Problem to work on.
Reproduce the data below verbatim, preserving every line in its original order.

Data records.
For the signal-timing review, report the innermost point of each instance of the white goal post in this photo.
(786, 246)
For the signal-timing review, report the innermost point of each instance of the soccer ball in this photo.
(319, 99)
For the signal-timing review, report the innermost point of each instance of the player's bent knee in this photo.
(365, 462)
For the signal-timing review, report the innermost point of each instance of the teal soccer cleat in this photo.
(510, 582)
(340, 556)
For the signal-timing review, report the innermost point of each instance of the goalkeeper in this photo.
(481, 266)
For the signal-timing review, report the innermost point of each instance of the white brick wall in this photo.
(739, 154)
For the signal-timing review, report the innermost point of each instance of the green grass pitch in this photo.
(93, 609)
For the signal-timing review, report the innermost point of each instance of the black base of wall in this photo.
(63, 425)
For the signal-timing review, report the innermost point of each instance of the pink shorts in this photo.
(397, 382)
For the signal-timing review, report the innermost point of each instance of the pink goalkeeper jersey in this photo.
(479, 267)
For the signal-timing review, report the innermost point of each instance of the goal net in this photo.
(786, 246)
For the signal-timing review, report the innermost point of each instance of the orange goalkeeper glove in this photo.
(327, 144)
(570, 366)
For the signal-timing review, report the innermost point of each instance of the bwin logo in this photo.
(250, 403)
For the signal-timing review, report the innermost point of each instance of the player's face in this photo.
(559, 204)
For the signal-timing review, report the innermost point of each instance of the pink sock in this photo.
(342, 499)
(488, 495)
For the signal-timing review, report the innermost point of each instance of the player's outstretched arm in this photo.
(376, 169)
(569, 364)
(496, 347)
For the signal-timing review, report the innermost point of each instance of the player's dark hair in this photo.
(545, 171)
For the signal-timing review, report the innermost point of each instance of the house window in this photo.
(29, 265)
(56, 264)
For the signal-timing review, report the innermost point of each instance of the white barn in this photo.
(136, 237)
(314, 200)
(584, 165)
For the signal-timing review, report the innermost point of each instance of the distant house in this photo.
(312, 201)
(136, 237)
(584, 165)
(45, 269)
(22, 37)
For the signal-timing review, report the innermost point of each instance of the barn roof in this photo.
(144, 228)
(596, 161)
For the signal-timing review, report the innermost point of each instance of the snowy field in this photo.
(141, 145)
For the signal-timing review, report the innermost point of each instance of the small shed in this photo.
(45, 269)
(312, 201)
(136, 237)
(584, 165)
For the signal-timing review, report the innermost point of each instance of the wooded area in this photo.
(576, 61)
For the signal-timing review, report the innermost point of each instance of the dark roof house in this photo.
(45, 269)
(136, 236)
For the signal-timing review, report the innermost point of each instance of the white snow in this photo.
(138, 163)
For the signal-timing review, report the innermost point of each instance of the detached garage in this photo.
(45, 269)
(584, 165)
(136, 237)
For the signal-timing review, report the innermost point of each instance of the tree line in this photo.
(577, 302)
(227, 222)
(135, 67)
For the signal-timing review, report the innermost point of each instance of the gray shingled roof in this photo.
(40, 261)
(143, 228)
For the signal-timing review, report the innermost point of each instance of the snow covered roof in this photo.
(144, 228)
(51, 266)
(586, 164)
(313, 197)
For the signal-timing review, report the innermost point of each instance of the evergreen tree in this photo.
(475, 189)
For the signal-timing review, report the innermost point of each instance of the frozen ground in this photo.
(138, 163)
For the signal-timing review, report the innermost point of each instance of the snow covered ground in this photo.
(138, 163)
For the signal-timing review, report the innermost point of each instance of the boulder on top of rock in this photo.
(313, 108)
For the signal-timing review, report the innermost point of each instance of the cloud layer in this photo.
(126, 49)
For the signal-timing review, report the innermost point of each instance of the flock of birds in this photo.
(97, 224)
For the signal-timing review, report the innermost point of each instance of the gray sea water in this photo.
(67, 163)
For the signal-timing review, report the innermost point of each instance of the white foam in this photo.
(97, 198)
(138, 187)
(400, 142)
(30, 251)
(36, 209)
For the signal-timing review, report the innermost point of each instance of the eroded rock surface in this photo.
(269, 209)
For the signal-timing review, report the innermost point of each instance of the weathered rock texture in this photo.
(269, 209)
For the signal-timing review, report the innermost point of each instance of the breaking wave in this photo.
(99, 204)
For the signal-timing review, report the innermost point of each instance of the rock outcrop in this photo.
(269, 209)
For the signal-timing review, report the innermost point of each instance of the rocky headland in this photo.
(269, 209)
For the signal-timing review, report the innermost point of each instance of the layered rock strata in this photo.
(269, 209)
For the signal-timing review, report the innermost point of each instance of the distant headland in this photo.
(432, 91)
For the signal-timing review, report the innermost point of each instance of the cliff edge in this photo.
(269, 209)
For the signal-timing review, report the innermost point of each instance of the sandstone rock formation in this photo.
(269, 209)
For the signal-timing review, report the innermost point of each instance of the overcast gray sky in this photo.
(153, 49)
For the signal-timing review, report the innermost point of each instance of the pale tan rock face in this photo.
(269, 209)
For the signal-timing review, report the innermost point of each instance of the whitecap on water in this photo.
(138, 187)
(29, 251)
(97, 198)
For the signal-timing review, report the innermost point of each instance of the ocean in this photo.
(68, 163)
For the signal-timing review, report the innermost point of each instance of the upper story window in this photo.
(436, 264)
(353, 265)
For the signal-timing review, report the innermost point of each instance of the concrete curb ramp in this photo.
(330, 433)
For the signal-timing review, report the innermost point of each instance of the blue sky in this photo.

Correct output.
For the signal-timing review, report the innermost point of each instance of the white goal post in this photo.
(786, 246)
For the signal-timing review, report the innermost point of each instance of the soccer ball in this photo.
(319, 99)
For the signal-timing review, report the innermost point of each instance of the player's bent knee in this photo.
(365, 462)
For the signal-timing review, report the innermost point of each instance of the teal soccer cleat in this photo.
(510, 582)
(340, 556)
For the signal-timing review, report the innermost point of each instance of the goalkeeper in this photo.
(481, 266)
For the signal-timing review, report the innermost point of each instance of the white brick wall in this photo.
(739, 154)
For the signal-timing review, report the innermost point of each instance of the green grass pitch in this photo.
(93, 609)
For the signal-timing review, report the innermost point of each instance of the black base of wall in this photo.
(63, 425)
For the signal-timing review, report the innermost point of each instance of the pink shorts in this photo.
(397, 382)
For the signal-timing review, report the innermost point of each instance of the pink goalkeeper jersey in this photo.
(479, 267)
For the signal-timing review, report the innermost point of each instance of the goal net in this photo.
(786, 246)
For the signal-timing review, report the innermost point of each instance of the orange goalkeeper glove in this photo.
(327, 144)
(570, 366)
For the signal-timing review, report the innermost point of each instance of the bwin logo in this photo.
(250, 403)
For the signal-timing review, report the innermost point of each instance of the player's face in this photo.
(559, 204)
For the signal-timing review, report the innermost point of each instance of the pink sock in this photo.
(342, 499)
(488, 495)
For the signal-timing review, report the innermost point of each instance of the player's outstretched arm in this photo.
(376, 169)
(569, 364)
(496, 347)
For the signal-timing review, report the innermost point of each instance of the player's dark hair in this photo.
(545, 171)
For the signal-timing review, report the innermost point of each instance of the house window in this photo.
(29, 265)
(56, 264)
For the signal-timing review, report the innermost point of each instance of the white barn in this photo.
(136, 237)
(314, 200)
(584, 165)
For the signal-timing review, report the innermost point of each instance of the distant house in this photo.
(312, 201)
(136, 237)
(584, 165)
(45, 269)
(22, 37)
For the signal-timing review, report the innermost point of each instance of the barn roof in this photo.
(144, 228)
(596, 161)
For the signal-timing review, report the innermost point of each instance of the snowy field in this photo.
(141, 145)
For the signal-timing review, report the innermost point of each instance of the small shed in this photo.
(45, 269)
(312, 201)
(136, 237)
(584, 165)
For the signal-timing review, report the innermost point of each instance of the wooded area in this photo.
(576, 61)
For the signal-timing review, report the innermost point of each instance of the dark roof house in this photo.
(45, 269)
(136, 236)
For the signal-timing review, report the innermost point of each instance of the white snow in this photo.
(138, 163)
For the signal-timing review, report the innermost point of each instance of the detached garage in this photo.
(45, 269)
(584, 165)
(136, 237)
For the signal-timing review, report the innermost point of each instance of the tree line in this photo.
(577, 302)
(227, 222)
(135, 67)
For the signal-timing review, report the innermost point of each instance of the gray shingled roof in this photo.
(40, 261)
(143, 228)
For the signal-timing review, report the innermost point of each instance of the snow covered roof in this photo.
(144, 228)
(51, 266)
(586, 164)
(313, 197)
For the signal-timing review, report the innermost point of each instance of the evergreen tree in this photo.
(475, 189)
For the signal-timing review, report the innermost point of each instance of the frozen ground in this photo.
(138, 163)
For the signal-timing review, report the innermost point of each instance of the snow covered ground in this photo.
(138, 163)
For the signal-timing review, report the innermost point of each instance of the boulder on top of rock in this photo.
(313, 108)
For the signal-timing review, report the innermost point of each instance of the cloud layer in this photo.
(126, 49)
For the signal-timing review, report the innermost point of each instance of the flock of birds in this photo.
(97, 224)
For the signal-timing review, report the innermost point of each instance of the gray sea water in this photo.
(67, 163)
For the signal-timing review, report the innermost point of each instance of the white foam in this photo.
(97, 198)
(138, 187)
(400, 142)
(30, 251)
(36, 209)
For the signal-timing review, report the innermost point of each instance of the eroded rock surface in this photo.
(269, 209)
For the signal-timing review, report the innermost point of each instance of the weathered rock texture in this photo.
(269, 209)
For the signal-timing review, report the innermost point of each instance of the breaking wave in this photo.
(99, 204)
For the signal-timing review, report the innermost point of each instance of the rock outcrop in this photo.
(269, 209)
For the signal-timing review, report the innermost point of each instance of the rocky headland in this photo.
(269, 209)
For the signal-timing review, report the innermost point of each instance of the layered rock strata in this photo.
(269, 209)
For the signal-timing review, report the innermost point of each instance of the distant headland in this photo.
(432, 91)
For the signal-timing review, report the innermost point of each instance of the cliff edge in this photo.
(269, 209)
For the signal-timing review, report the innermost point of each instance of the sandstone rock formation in this photo.
(269, 209)
For the signal-timing review, report the innermost point of each instance of the overcast gray sky in this photo.
(153, 49)
For the signal-timing review, report the innermost point of each instance of the pale tan rock face in this photo.
(269, 209)
For the signal-timing review, report the innermost point of each instance of the whitecap on water in this photo.
(138, 187)
(29, 251)
(97, 198)
For the signal-timing review, report the innermost point of each instance of the ocean in this photo.
(68, 163)
For the signal-timing review, report the innermost point of each instance of the upper story window in this photo.
(436, 264)
(353, 265)
For the signal-timing review, report the innermost point of each instance of the concrete curb ramp in this photo.
(330, 433)
For the signal-timing review, report the innermost point of each instance of the blue sky in this photo.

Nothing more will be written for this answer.